- _Problem statement_:
The count of lines below that include the string "query" is the whole answer.

- _Study material_:

▼

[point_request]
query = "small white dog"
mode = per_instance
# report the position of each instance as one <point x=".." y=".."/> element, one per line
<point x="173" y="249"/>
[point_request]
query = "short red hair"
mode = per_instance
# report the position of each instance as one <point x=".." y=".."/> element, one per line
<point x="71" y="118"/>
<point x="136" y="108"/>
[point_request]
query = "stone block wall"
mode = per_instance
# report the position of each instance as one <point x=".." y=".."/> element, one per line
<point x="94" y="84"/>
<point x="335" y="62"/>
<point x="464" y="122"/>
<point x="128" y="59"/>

▲

- _Reply_:
3